Using the information:
- 1) Reproduce word for word the part of the passage about a child in a Bangladesh slum that begins at "You head to" and ends after "her back numb.".
- 2) Write the next part of the passage about a child living in a Bangladesh slum, picking up after its final sentence.

You get off your bed at 6am, folding the sheet off the grainy floor, dusting it. You head for a shower – a half a bucket of brown water outside the unhinged front door. After putting your clothes on – your torn shorts and see-through vest- you go in for a spot of breakfast. Amidst the stench of dirt, stale trash and rusting pipes, you feel gratitude today as you savor each mouthful of a scanty piece of bread. You look up at your mother’s hands over the stove – a flickering flame over small pieces of wood – and they look worn out. You smile at her with your eyes, wanting to say “I know how much you suffer for me. I wish I could take your pain away.” Not having eaten in two days, she still manages to return your smile with strength.
You head to work, walking on the noisy roadside, with trucks and bikes honking, smoke in your face, listening to the chatter of people walking by. You settle down at your desk – the hard floor on the street. You glance at the fruit you arranged in front of you on sheets of newspaper. Your backside hurts against the ground, but you stay. Looking hopefully at the woman walking by, you plead with your eyes to buy a bit of fruit so you can make enough money for the day, thinking “If I do, mum can eat tonight”
Running out into the dirt, you spend the evening playing cricket with a makeshift ball made of taped rubber and a half-broken bat. Even while your team is winning and you run between the wickets made of uneven iron rods, your mind wanders back to your mother; she’s still bent over, working in the factory, her eyes strained and her back numb.
This is the life of a child living in a slum in Bangladesh. 12 years old with no training, their only hope out of chronic poverty is education.

Data below:
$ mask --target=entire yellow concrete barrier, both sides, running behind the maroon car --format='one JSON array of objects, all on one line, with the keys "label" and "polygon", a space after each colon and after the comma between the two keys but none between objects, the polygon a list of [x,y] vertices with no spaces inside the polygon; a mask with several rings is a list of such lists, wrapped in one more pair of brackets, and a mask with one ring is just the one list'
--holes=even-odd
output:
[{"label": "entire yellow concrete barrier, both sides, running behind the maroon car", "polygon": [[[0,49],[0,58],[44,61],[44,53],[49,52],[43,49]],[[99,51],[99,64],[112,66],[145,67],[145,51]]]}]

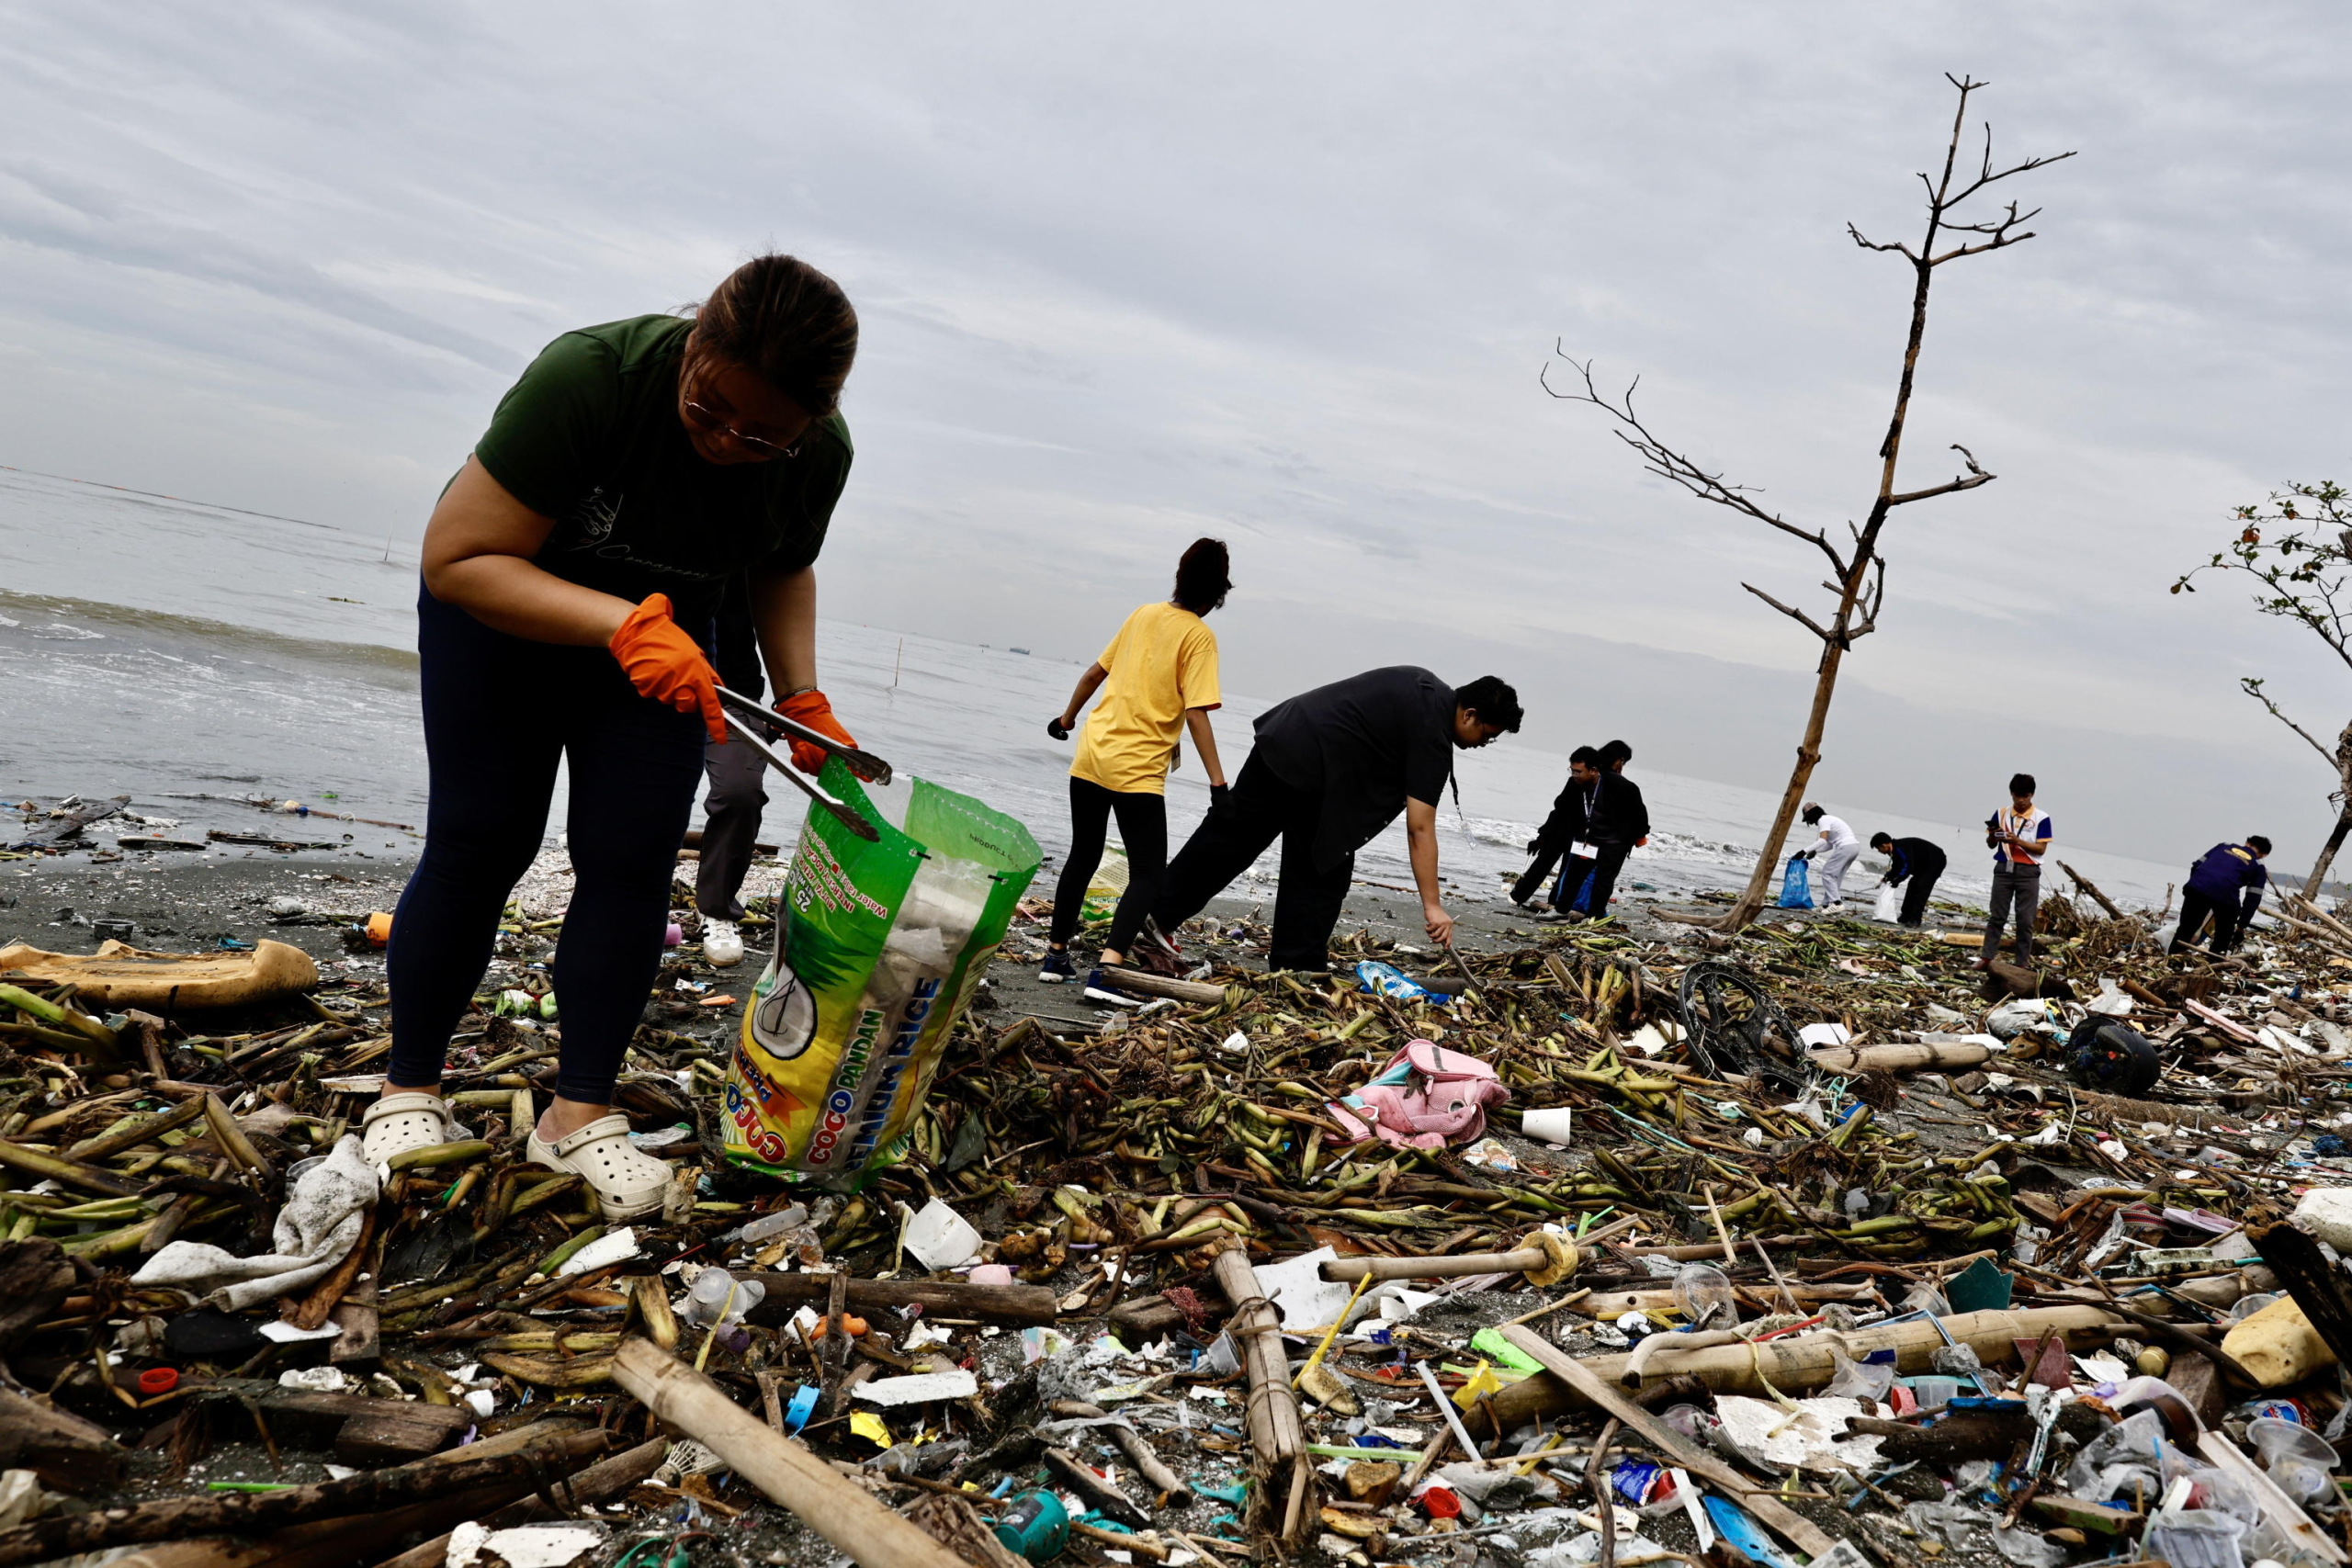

Responses per task:
- 1)
You head to work, walking on the noisy roadside, with trucks and bikes honking, smoke in your face, listening to the chatter of people walking by. You settle down at your desk – the hard floor on the street. You glance at the fruit you arranged in front of you on sheets of newspaper. Your backside hurts against the ground, but you stay. Looking hopefully at the woman walking by, you plead with your eyes to buy a bit of fruit so you can make enough money for the day, thinking “If I do, mum can eat tonight”
Running out into the dirt, you spend the evening playing cricket with a makeshift ball made of taped rubber and a half-broken bat. Even while your team is winning and you run between the wickets made of uneven iron rods, your mind wanders back to your mother; she’s still bent over, working in the factory, her eyes strained and her back numb.

- 2)
Before you switch to read something that isn’t “depressing”, take a moment to let this thought sink in: What if that was you? With the same innate abilities that you have, these are people who have simply been born into this dire situation. Before you brush this off as something happening far away, consider that they feel the same pain you do when they have to stay out in the heat. Before you say “There’s nothing I can do!”, consider the question – What can you do about it?
It isn’t going to help if you feel sad or depressed about this, but compassion? Compassion goes a long way. Compassion is the loving empathy you have for another being. We cannot change reality if we ignore it. So, one bit at a time, with patience, let’s make the choice to change.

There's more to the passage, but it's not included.